Write out, precisely and in full, each line of the material.

———

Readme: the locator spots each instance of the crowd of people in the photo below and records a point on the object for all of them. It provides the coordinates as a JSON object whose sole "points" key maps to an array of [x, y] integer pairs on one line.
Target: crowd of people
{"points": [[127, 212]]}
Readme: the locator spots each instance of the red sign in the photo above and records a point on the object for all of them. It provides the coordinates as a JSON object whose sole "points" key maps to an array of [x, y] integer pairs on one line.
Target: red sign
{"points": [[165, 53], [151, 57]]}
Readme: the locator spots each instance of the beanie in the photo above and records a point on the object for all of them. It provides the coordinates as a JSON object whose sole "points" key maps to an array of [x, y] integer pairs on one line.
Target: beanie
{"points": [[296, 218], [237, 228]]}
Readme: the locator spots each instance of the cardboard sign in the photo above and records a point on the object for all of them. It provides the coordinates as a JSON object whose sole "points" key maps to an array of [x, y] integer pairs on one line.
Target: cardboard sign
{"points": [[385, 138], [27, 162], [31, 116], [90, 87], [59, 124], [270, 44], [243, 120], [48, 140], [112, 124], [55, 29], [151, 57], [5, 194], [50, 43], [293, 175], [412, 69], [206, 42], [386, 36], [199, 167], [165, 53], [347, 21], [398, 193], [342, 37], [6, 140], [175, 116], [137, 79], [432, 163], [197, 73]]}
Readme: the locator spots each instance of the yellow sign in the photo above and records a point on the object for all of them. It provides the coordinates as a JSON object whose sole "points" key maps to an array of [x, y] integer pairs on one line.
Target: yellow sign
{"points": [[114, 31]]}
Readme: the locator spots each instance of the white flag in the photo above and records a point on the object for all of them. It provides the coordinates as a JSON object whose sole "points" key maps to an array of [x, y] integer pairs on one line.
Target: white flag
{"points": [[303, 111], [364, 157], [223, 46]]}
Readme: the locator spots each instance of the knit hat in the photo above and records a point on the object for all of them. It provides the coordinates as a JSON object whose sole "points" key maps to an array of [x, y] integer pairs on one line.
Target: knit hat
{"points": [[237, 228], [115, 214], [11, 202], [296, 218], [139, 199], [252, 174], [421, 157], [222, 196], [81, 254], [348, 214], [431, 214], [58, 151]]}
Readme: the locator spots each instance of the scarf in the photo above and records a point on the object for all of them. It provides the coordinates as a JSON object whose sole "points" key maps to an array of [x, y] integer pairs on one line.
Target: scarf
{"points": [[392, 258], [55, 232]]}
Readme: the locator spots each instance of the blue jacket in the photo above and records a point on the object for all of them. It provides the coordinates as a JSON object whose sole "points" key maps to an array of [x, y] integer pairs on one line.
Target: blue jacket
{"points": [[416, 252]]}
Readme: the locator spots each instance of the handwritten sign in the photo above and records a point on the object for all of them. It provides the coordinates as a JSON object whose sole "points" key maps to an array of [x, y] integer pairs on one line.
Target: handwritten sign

———

### Solution for this exercise
Readme: the locator spots each instance of the crowd of people in the photo below and records a point on the object for all of them. It provides the coordinates as a JSON object whose sole "points" key maps to an array of [x, y] integer pairs on one line.
Target: crowd of people
{"points": [[127, 212]]}
Readme: the locator spots each instance of the red sign in the photo above and records a point on the object for all of them. It provides the coordinates as a JSON object whose sole "points" key maps to an array of [x, y] integer pairs on one line.
Target: red sign
{"points": [[165, 53], [151, 57]]}
Readme: the locator spots each instance of the beanie in the photo above and records a point on the object for all of them. It provides the coordinates as a JSON object whose sole "points" key maps to an array of [x, y] integer pairs on one line.
Target: beanie
{"points": [[296, 218], [237, 228]]}
Readme: the locator spots each instance of the cardboard sign in the photo above and records a point on the object for all of them. It provides the coordinates as a JSON object whose sole "points" key maps to an array of [x, y] integer pairs on one line.
Target: cardboard sign
{"points": [[385, 138], [27, 162], [31, 116], [90, 87], [59, 124], [270, 44], [243, 120], [48, 140], [112, 124], [55, 29], [151, 57], [5, 194], [50, 43], [293, 175], [412, 69], [206, 42], [386, 36], [199, 167], [165, 53], [347, 21], [398, 193], [342, 37], [6, 140], [175, 116], [137, 79], [432, 163], [197, 73]]}
Readme: the locator spots each instance of the yellow sign in the photo above and records a point on the object for all of them. It provides the coordinates as a JSON object whose sole "points" key maps to an array of [x, y] integer pairs on one line.
Target: yellow sign
{"points": [[114, 31]]}
Readme: the locator spots each instance of the white flag in the photo above and records a point on the object for all of them. It provides the coordinates as a JSON object whose sole "points" key maps to an array of [x, y] integer pairs on one line.
Target: white flag
{"points": [[303, 111], [364, 157], [223, 46]]}
Readme: the locator spots each instance of the knit hat in the photo above and records a point on the object for all of them. It provides the coordinates as a JSON object whose sole "points" key maps to an array of [x, y] integer pairs on one line.
Target: knit hat
{"points": [[237, 228], [115, 214], [11, 202], [296, 218], [139, 199], [252, 174], [421, 157], [222, 196], [81, 254], [348, 214], [431, 214], [58, 151]]}
Readme: the locator spots each instance of the scarf in the photo above and records a point on the object for all of them. It provides the coordinates as a JSON object whose sole "points" key maps to an array of [x, y] integer pairs on one line.
Target: scarf
{"points": [[392, 258], [55, 232]]}
Readme: the locator spots each instance of the blue jacket in the photo above and records a point on the object for all of them. It provides the coordinates as a JSON object whose sole "points" key maps to an array of [x, y] integer pairs on one line.
Target: blue jacket
{"points": [[416, 252]]}
Readme: the locator spots each instance of the handwritten sign in the photo above and records a point on the object for all of them. It provides the coordinates as a JSON object whose sole "points" key maps to an array of [x, y] integer pairs on one line.
Target: handwritten sign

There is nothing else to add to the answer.